▶ EXCERPTED RECORDS:
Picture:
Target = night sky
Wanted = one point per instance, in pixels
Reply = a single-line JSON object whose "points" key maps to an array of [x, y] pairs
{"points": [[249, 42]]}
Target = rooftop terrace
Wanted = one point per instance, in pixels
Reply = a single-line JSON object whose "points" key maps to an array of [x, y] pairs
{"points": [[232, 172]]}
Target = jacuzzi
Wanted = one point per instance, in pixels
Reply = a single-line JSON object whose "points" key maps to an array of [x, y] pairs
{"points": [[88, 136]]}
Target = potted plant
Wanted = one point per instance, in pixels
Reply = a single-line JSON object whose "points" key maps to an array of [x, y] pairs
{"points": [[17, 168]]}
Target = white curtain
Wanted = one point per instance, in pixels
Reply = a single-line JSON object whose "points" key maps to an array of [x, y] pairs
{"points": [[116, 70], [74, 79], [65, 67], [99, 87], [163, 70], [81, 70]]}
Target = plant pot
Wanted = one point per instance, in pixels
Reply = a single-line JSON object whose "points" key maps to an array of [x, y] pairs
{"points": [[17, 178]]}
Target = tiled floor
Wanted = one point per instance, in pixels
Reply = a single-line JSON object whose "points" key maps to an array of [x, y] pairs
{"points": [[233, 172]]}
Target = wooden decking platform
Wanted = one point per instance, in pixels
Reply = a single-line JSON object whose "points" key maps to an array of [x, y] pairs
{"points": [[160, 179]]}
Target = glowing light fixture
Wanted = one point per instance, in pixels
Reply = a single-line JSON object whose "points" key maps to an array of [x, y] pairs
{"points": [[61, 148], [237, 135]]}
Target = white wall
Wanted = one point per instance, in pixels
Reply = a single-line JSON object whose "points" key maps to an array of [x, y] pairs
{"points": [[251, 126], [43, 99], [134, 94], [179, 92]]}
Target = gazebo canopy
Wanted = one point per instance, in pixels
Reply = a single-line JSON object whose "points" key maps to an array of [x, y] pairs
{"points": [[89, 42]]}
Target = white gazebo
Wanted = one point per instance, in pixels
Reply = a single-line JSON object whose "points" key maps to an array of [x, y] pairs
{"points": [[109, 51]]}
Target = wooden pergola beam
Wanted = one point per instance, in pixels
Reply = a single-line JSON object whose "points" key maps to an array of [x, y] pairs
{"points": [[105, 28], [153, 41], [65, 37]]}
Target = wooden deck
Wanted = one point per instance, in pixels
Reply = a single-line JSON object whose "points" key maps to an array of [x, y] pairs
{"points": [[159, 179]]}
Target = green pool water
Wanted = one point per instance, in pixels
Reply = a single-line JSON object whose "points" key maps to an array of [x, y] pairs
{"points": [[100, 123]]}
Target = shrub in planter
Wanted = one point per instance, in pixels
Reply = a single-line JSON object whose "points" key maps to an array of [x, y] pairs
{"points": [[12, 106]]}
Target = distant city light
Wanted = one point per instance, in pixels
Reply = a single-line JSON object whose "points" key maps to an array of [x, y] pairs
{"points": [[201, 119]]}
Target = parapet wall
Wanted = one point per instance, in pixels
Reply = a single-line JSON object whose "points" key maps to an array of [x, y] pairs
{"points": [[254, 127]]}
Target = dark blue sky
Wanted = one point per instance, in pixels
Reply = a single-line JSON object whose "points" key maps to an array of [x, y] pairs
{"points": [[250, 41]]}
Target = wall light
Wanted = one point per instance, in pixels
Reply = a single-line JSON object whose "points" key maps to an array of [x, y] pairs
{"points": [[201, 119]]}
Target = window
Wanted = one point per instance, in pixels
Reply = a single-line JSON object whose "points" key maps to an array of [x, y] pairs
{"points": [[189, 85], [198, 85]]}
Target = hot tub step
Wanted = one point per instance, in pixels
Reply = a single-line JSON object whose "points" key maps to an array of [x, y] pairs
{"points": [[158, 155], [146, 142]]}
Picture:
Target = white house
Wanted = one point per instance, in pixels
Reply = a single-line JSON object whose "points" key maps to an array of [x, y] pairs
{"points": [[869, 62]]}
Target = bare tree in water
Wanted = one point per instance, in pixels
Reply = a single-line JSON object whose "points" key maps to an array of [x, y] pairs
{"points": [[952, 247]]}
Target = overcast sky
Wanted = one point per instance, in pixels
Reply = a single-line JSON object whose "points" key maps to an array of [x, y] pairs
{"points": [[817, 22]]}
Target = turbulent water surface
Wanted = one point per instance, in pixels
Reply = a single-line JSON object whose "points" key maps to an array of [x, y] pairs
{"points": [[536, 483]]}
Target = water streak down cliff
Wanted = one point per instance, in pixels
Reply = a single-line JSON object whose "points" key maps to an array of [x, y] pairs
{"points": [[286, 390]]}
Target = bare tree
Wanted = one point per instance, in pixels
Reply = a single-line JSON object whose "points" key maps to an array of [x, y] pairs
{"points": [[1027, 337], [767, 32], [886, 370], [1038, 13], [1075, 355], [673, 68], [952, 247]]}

▶ WHAT YOU ARE ASKED TO DO:
Return only the lines running from the line with "Target = overcast sky" to the last line of the records, both included, exactly as written.

▶ OUTPUT:
Target = overcast sky
Wanted = one point per instance, in pixels
Reply = a single-line JSON object whose "points" key maps to an array of [x, y] pairs
{"points": [[817, 22]]}
Target = turbulent water surface
Wanted = one point per instance, in pixels
Reply = a single-line JSON object whose "points" key maps to an array of [x, y] pairs
{"points": [[536, 483]]}
Target = water streak down cliff
Wanted = one point per instance, in pixels
Reply = a single-line JSON object whose "points" key maps to an array of [x, y] pairs
{"points": [[286, 390]]}
Target = bare tree
Wanted = one point per instance, in pixels
Reply = a single-line JSON object whose "points" key maps to an array of [x, y] pairs
{"points": [[1027, 337], [767, 32], [886, 370], [1038, 13], [1075, 355], [673, 68], [952, 247]]}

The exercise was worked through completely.